**Required work:** Using the listing below, report all lines holding the word "window".

━━━━━━━━━━━━━━━━━━━━

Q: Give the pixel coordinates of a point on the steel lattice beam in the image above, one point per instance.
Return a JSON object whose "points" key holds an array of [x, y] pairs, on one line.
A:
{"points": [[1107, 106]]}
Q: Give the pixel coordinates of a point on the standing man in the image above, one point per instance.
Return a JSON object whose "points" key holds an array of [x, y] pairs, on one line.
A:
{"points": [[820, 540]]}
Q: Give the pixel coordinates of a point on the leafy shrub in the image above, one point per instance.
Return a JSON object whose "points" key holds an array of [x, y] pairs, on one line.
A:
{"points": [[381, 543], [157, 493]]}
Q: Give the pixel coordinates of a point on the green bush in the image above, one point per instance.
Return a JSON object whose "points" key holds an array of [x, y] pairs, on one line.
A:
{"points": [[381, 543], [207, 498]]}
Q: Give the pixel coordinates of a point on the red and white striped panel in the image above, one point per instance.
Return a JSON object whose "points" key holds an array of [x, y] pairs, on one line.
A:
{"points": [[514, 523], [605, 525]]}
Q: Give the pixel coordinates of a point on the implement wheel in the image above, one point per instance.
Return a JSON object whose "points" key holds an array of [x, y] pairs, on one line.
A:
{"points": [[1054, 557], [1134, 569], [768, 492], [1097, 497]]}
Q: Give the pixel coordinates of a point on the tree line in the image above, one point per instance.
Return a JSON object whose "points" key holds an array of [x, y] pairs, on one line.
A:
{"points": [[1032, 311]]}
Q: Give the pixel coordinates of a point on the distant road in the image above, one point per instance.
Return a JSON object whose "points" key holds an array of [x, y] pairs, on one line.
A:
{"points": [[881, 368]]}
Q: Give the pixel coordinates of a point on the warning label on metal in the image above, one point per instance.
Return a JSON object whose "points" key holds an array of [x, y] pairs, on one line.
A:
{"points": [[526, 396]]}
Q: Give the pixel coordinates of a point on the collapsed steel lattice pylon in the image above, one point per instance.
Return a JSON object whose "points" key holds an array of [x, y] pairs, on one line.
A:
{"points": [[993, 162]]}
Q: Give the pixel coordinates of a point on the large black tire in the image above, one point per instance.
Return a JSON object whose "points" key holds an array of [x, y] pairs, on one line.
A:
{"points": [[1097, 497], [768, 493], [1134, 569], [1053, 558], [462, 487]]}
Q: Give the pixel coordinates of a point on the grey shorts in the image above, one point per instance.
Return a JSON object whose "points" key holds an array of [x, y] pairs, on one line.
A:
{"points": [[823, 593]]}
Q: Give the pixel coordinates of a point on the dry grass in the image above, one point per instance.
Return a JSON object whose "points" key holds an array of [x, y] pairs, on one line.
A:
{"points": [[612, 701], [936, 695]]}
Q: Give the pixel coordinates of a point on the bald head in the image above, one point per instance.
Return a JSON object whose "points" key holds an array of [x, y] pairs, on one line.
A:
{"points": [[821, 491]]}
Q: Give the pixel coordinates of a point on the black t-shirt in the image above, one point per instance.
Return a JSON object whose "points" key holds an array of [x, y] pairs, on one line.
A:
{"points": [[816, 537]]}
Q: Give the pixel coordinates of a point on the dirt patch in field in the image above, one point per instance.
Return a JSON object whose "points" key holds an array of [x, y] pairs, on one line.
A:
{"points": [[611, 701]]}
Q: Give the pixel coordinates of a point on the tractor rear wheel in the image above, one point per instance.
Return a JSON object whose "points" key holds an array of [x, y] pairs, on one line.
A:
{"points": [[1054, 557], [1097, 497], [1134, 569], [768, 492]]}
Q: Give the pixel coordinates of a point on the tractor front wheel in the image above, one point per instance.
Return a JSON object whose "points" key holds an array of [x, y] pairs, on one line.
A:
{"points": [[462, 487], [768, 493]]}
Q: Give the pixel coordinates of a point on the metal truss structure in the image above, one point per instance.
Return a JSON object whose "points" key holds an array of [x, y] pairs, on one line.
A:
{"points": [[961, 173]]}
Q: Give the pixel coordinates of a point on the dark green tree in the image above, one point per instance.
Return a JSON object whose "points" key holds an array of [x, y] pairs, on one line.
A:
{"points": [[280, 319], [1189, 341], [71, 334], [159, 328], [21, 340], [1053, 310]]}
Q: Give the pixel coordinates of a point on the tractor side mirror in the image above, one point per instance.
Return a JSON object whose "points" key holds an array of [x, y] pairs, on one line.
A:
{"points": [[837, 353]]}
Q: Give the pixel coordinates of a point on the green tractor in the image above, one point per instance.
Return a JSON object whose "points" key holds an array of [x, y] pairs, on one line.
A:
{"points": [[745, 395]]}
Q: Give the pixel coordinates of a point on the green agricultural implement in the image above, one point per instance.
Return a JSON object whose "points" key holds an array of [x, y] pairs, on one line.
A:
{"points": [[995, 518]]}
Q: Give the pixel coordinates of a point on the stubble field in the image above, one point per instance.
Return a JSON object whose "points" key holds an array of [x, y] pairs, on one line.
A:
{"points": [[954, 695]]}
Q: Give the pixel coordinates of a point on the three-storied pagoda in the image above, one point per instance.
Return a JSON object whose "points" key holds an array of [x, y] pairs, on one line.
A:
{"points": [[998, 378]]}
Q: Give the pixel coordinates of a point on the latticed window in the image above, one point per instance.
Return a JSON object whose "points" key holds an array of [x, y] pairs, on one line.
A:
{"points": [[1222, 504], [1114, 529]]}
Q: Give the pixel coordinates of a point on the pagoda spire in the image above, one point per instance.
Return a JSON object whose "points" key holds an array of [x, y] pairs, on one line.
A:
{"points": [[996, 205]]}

━━━━━━━━━━━━━━━━━━━━

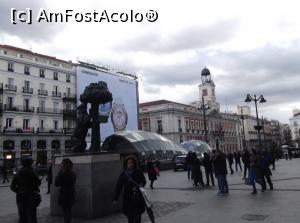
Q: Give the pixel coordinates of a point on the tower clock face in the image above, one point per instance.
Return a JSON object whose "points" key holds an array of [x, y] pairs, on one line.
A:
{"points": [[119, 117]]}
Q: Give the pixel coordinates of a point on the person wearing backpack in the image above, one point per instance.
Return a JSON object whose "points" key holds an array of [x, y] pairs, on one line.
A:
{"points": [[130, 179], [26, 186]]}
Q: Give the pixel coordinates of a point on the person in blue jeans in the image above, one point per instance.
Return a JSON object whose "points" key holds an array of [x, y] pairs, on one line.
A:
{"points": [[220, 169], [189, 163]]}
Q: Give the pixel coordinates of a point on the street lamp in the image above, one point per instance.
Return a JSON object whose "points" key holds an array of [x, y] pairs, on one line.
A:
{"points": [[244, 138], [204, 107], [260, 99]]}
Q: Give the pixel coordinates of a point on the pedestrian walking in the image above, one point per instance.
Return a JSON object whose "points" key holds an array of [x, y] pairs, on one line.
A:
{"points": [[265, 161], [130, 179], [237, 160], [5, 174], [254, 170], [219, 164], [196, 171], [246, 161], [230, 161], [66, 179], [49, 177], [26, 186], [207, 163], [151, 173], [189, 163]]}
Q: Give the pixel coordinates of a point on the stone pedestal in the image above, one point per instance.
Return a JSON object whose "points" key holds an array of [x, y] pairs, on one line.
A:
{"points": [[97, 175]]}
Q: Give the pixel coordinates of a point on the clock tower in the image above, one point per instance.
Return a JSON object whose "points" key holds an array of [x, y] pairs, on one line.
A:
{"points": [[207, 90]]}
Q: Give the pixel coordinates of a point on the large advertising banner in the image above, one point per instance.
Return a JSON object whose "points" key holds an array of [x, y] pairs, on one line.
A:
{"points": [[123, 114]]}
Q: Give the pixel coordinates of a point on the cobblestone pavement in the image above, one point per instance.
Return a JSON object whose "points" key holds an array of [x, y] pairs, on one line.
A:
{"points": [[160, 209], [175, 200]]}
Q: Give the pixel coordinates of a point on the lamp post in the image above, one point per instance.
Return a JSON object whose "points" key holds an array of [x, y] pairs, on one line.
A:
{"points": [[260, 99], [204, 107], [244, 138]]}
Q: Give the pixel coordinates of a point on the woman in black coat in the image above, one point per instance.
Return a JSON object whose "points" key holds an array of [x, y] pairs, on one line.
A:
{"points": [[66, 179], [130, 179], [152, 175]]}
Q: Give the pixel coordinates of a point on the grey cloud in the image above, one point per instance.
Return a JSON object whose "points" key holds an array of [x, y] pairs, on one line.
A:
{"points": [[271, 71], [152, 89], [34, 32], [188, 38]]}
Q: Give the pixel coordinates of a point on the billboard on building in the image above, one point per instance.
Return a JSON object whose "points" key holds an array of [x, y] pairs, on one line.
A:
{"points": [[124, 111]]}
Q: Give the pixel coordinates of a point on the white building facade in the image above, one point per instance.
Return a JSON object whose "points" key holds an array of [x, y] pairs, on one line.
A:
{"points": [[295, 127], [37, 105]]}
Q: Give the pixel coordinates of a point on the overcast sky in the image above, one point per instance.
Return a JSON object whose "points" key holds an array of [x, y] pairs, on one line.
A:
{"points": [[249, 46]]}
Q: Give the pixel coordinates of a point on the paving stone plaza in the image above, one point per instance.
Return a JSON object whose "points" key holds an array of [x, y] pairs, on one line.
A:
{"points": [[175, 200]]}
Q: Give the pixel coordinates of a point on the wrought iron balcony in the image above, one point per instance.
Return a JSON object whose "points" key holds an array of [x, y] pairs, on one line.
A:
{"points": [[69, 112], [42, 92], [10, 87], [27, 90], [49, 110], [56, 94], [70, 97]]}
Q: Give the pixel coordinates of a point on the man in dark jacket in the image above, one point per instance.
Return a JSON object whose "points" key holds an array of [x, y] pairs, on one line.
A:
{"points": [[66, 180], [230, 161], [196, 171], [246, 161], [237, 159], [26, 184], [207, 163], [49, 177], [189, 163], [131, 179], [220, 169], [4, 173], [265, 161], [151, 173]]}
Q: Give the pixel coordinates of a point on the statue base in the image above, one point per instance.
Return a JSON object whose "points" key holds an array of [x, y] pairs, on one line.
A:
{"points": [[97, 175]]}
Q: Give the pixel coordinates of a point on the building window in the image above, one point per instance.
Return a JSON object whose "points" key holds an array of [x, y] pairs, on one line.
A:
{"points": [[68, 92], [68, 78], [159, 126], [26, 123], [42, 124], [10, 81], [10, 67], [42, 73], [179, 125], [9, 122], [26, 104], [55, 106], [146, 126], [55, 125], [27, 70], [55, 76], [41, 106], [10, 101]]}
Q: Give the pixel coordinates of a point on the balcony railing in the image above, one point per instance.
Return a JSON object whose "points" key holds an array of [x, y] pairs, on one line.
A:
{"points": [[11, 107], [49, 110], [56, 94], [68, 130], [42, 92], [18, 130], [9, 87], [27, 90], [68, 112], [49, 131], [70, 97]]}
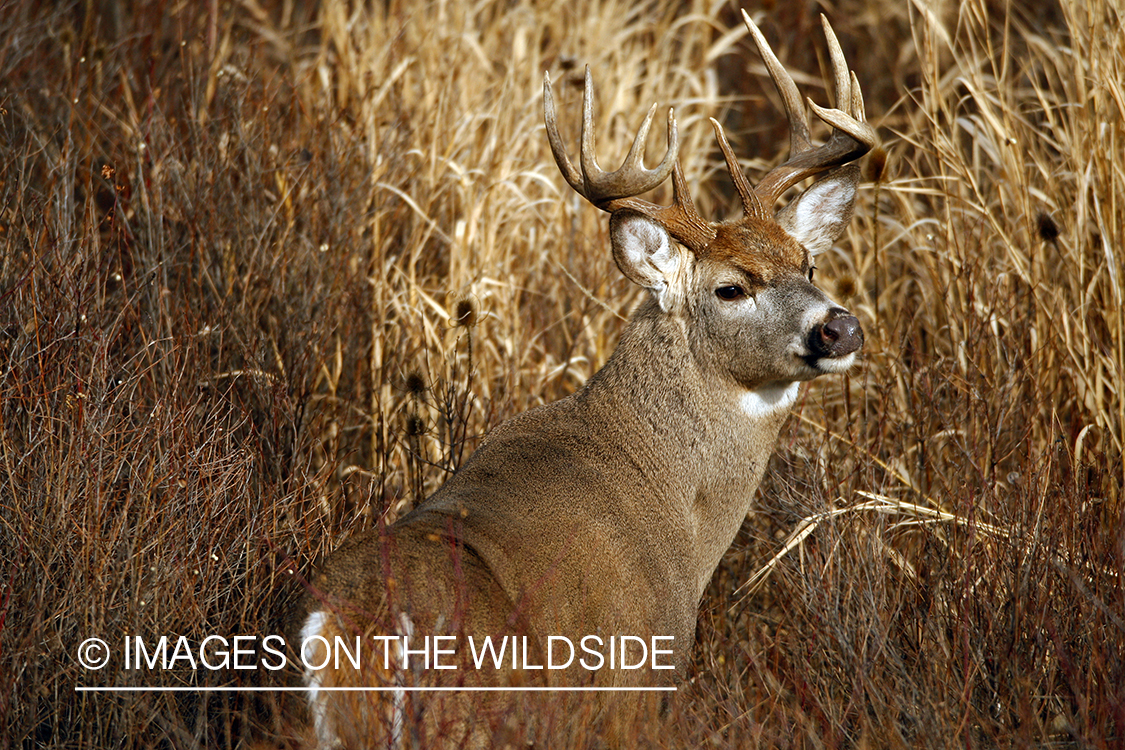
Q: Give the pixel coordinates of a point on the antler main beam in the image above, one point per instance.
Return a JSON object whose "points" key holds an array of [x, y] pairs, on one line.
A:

━━━━━━━━━━━━━━━━━━━━

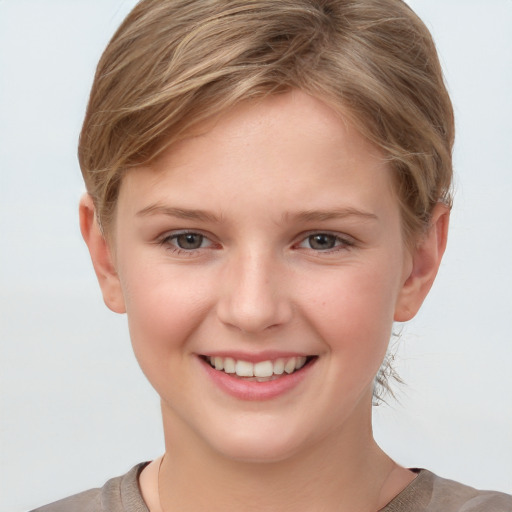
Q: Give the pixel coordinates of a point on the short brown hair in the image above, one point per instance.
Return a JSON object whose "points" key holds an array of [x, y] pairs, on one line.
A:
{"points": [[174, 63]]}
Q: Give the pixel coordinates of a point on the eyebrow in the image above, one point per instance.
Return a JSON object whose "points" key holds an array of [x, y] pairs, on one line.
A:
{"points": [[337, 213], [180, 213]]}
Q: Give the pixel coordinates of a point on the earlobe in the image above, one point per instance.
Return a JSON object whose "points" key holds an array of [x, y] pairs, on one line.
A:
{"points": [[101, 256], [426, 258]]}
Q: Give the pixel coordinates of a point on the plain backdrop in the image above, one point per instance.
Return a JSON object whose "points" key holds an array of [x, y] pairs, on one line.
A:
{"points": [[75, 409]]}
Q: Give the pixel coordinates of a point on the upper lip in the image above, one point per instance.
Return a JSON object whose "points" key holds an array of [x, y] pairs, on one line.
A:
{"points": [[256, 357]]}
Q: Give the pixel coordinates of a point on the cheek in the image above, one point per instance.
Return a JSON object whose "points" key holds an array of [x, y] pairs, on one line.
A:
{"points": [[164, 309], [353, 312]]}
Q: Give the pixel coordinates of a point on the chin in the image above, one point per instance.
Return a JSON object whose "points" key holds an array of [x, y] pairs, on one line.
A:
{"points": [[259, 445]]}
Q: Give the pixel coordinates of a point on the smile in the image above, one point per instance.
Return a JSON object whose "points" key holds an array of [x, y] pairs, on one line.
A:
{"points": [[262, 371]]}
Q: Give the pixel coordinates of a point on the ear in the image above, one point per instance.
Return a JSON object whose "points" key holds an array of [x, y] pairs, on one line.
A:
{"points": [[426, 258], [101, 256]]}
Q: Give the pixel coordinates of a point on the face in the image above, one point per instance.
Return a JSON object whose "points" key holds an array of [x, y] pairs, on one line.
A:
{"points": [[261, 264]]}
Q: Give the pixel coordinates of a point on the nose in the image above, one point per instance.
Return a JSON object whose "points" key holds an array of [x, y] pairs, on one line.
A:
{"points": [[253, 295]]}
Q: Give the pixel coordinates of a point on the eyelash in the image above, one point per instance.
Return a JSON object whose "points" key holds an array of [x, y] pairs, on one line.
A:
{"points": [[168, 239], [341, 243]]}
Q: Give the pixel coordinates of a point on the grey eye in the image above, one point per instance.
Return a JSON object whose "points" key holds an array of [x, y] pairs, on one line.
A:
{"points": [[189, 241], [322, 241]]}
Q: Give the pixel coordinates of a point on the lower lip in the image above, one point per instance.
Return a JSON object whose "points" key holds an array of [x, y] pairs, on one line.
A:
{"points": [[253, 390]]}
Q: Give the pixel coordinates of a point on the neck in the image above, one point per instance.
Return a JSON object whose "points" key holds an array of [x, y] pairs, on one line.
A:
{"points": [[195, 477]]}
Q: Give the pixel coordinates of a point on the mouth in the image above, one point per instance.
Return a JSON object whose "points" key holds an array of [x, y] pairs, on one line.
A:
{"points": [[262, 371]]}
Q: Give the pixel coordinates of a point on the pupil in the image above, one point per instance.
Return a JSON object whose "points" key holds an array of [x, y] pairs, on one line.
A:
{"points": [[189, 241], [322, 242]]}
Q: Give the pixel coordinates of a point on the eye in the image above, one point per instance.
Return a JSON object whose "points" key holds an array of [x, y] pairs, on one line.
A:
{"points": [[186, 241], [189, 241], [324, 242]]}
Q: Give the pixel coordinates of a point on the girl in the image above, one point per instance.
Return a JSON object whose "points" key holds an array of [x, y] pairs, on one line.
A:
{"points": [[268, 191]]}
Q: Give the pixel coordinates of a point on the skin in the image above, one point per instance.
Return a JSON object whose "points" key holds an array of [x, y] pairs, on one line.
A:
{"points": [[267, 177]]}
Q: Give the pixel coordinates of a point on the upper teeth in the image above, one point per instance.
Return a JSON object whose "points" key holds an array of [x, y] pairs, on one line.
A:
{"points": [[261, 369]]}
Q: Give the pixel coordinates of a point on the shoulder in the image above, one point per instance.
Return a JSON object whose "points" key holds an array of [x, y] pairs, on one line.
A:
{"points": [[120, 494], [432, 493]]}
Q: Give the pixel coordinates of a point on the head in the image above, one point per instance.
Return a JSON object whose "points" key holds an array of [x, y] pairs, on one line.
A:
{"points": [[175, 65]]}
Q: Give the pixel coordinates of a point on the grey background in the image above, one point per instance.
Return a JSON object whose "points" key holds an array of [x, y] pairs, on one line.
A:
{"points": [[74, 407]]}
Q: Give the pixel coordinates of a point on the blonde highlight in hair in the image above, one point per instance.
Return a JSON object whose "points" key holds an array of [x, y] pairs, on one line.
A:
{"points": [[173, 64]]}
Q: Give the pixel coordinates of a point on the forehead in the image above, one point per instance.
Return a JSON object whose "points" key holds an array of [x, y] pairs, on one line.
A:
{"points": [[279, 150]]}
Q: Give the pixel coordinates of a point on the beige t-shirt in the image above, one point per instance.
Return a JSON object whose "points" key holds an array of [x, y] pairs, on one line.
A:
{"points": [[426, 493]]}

━━━━━━━━━━━━━━━━━━━━

**Response to the exercise:**
Q: Give the pixel coordinates of a point on the latticed window in the image above, one point per instance.
Q: Give the pixel coordinates of a point on the building window in the image above, one point per instance.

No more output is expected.